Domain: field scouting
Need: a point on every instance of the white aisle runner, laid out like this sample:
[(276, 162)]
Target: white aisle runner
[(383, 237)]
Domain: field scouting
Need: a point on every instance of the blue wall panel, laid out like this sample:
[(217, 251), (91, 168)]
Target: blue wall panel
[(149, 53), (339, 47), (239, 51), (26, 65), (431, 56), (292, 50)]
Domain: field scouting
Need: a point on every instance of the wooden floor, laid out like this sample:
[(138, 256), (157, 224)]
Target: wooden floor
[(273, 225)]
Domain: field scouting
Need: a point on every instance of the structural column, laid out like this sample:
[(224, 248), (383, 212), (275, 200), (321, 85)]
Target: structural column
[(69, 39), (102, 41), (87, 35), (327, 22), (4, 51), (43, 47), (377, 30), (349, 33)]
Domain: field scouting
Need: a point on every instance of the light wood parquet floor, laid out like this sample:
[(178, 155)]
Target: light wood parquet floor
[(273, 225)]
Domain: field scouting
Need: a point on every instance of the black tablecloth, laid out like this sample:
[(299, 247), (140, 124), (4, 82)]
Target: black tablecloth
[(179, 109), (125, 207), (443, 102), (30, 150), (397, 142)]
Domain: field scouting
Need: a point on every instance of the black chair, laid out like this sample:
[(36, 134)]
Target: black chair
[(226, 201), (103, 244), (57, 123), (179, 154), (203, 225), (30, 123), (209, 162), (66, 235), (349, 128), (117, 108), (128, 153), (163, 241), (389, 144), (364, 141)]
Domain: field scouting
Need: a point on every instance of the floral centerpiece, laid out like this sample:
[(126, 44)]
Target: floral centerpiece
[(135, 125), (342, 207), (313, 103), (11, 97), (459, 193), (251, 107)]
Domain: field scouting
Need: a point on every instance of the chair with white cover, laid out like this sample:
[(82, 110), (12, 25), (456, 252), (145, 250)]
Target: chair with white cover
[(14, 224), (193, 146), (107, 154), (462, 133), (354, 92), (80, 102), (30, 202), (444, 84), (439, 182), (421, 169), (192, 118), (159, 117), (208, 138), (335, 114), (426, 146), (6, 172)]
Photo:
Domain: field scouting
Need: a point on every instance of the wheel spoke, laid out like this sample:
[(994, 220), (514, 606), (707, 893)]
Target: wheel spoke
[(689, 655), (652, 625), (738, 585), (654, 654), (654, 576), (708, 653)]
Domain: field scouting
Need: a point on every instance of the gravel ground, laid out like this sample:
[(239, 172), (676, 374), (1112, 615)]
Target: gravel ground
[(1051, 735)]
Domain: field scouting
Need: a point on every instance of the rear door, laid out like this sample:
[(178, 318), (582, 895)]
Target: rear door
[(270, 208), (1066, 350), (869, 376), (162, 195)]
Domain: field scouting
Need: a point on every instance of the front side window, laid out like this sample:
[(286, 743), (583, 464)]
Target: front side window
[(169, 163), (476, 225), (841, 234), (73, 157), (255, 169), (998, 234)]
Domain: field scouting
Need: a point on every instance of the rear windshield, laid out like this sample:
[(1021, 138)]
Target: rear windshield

» **Task instructions**
Your answer should hold exactly the lines from the one containing "[(286, 743), (583, 464)]" to the last line of the data, both included, and no others.

» **Result of the task**
[(286, 743), (583, 464)]
Target: front side window
[(169, 163), (476, 225), (841, 234), (73, 157), (255, 169), (998, 234)]
Domain: field scouting
Need: a point on every instance of the rear windshield, laid out like this sample:
[(1021, 138)]
Target: rear windshield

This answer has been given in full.